[Records from a data source]
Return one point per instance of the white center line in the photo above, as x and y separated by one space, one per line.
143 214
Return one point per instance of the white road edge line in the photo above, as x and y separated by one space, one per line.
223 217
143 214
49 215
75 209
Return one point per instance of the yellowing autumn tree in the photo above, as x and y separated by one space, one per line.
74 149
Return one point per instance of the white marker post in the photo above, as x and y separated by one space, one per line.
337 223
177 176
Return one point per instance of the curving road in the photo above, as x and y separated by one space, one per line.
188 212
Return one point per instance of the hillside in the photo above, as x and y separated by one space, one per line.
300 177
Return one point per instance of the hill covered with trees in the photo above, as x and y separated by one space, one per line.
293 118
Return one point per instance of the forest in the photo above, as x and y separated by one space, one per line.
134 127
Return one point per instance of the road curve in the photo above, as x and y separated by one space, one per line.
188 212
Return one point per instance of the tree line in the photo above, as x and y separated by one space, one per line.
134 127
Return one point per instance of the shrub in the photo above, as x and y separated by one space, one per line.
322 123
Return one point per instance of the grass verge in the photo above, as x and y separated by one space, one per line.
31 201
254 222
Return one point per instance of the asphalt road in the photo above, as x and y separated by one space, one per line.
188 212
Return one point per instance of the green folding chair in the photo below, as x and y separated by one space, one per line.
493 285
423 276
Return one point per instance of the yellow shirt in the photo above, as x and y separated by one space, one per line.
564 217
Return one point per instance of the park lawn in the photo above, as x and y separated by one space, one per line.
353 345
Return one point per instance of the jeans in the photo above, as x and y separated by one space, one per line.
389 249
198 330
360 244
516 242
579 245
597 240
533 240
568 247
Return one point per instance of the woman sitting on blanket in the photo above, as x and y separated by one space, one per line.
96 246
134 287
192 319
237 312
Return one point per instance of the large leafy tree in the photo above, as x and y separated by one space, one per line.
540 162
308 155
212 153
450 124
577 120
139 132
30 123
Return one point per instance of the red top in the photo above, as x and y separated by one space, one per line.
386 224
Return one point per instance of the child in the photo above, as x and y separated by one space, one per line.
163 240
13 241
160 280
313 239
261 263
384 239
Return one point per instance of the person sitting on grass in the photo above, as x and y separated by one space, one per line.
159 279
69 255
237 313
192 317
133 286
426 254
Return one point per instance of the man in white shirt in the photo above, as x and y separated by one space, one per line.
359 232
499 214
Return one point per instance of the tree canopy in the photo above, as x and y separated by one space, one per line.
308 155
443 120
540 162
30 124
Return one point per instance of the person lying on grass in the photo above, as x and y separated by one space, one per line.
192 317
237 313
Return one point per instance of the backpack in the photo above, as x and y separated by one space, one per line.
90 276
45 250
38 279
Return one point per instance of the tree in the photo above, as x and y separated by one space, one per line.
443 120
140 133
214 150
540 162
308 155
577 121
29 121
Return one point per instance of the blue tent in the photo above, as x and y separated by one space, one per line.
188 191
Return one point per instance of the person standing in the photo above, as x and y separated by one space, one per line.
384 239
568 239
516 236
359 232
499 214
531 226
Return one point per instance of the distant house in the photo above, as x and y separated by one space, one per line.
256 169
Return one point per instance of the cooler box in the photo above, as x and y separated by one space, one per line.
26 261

Task item = The lines from the one holding "Return one point per instance of the tree in" to the last line of the entries, both included: retype them exactly and give nothing else.

Answer for this exercise =
Return one point per instance of the tree in the photo above, as x and y separated by one space, one per line.
443 120
140 133
214 150
540 162
308 155
577 121
29 121
Return one point per instance of the blue tent in the photo above, as x and y separated by one space, one per line.
188 191
Return one point per instance of the person standing in the photo above, as x and y separated by one space, one per line.
384 239
568 239
516 236
359 232
499 214
531 226
Return one point per instance of the distant house in the photo above, as x and y separated by one space, one per line.
256 169
Return one point per instance of the cooler box in the photo above, as x and y separated by one space, one per line.
26 261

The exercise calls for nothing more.